[BRIEF] Print the listing below in its entirety, character for character.

▬▬▬

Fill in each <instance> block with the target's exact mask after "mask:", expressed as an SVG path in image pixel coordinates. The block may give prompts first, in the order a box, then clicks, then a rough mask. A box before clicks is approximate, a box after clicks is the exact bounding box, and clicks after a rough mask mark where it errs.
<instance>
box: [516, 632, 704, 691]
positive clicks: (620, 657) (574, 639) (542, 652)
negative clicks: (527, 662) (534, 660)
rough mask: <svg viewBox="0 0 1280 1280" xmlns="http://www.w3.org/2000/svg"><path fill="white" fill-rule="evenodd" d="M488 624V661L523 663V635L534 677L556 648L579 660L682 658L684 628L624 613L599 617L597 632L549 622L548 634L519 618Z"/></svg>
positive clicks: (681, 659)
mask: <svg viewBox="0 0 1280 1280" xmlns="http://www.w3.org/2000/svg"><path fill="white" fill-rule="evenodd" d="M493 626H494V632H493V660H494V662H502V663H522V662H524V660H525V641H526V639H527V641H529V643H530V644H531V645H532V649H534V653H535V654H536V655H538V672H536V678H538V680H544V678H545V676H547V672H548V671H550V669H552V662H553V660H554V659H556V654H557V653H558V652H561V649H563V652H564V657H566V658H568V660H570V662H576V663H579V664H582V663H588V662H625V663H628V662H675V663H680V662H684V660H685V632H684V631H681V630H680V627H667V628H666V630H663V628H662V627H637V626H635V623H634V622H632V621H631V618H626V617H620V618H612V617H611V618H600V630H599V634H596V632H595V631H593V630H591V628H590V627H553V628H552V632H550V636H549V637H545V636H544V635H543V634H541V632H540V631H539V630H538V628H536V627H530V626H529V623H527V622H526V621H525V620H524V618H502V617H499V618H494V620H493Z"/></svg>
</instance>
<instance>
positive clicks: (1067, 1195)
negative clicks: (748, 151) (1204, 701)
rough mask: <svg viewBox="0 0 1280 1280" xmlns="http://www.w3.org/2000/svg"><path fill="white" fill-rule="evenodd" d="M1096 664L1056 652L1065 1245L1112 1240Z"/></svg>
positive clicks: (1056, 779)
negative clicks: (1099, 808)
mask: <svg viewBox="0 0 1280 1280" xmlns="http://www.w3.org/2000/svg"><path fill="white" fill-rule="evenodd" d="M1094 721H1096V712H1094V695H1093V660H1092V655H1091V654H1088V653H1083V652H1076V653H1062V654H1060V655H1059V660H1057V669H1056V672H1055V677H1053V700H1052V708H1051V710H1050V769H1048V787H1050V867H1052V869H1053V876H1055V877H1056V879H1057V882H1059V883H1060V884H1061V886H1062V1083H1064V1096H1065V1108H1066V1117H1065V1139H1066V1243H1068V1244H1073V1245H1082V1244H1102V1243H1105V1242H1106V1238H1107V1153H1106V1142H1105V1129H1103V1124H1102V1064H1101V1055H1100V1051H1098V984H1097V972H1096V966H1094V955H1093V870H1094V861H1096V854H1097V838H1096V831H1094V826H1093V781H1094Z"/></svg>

▬▬▬

[THE COMPLETED TASK]
Fill in each <instance> block with the target's exact mask after "mask:", expressed as an SVG path in image pixel coordinates. The block may give prompts first, in the order a box, then clicks, then a rough mask. A box before clicks is approximate, a box after clicks is the exact bounding box, and clicks after a rough mask mark where it errs.
<instance>
box: [516, 632, 704, 691]
positive clicks: (620, 657) (574, 639) (542, 652)
negative clicks: (527, 662) (534, 660)
rough mask: <svg viewBox="0 0 1280 1280" xmlns="http://www.w3.org/2000/svg"><path fill="white" fill-rule="evenodd" d="M488 624V661L523 663V635L534 677L556 648L579 660L682 658L684 628L624 613L599 617L597 632L549 622L548 634L519 618Z"/></svg>
positive clicks: (681, 659)
mask: <svg viewBox="0 0 1280 1280" xmlns="http://www.w3.org/2000/svg"><path fill="white" fill-rule="evenodd" d="M493 626H494V632H493V660H494V662H502V663H522V662H524V660H525V641H526V639H527V641H529V643H530V644H531V645H532V649H534V653H535V654H536V655H538V672H536V678H538V680H544V678H545V676H547V672H548V671H550V669H552V662H553V660H554V659H556V654H557V653H558V652H561V649H563V652H564V657H566V658H568V660H570V662H576V663H579V664H582V663H588V662H625V663H628V662H675V663H680V662H684V660H685V632H684V631H681V630H680V627H667V628H666V630H663V628H662V627H637V626H635V623H634V622H632V621H631V618H626V617H620V618H612V617H611V618H600V630H599V634H596V632H595V631H593V630H591V628H590V627H553V628H552V632H550V636H549V637H545V636H544V635H543V634H541V632H540V631H539V630H538V628H536V627H530V626H529V623H527V622H526V621H525V620H524V618H502V617H499V618H494V620H493Z"/></svg>
</instance>
<instance>
positive clicks: (1067, 1195)
negative clicks: (748, 151) (1204, 701)
rough mask: <svg viewBox="0 0 1280 1280" xmlns="http://www.w3.org/2000/svg"><path fill="white" fill-rule="evenodd" d="M1096 664L1056 652L1065 1245L1112 1240Z"/></svg>
positive clicks: (1056, 779)
negative clicks: (1099, 808)
mask: <svg viewBox="0 0 1280 1280" xmlns="http://www.w3.org/2000/svg"><path fill="white" fill-rule="evenodd" d="M1094 721H1096V712H1094V695H1093V660H1092V655H1091V654H1088V653H1083V652H1076V653H1062V654H1060V655H1059V660H1057V669H1056V672H1055V677H1053V700H1052V708H1051V710H1050V769H1048V787H1050V867H1052V869H1053V876H1055V877H1056V879H1057V882H1059V883H1060V884H1061V886H1062V1083H1064V1096H1065V1108H1066V1117H1065V1139H1066V1243H1068V1244H1073V1245H1082V1244H1102V1243H1105V1242H1106V1238H1107V1153H1106V1142H1105V1129H1103V1124H1102V1064H1101V1055H1100V1051H1098V984H1097V972H1096V966H1094V955H1093V870H1094V861H1096V854H1097V838H1096V831H1094V826H1093V781H1094Z"/></svg>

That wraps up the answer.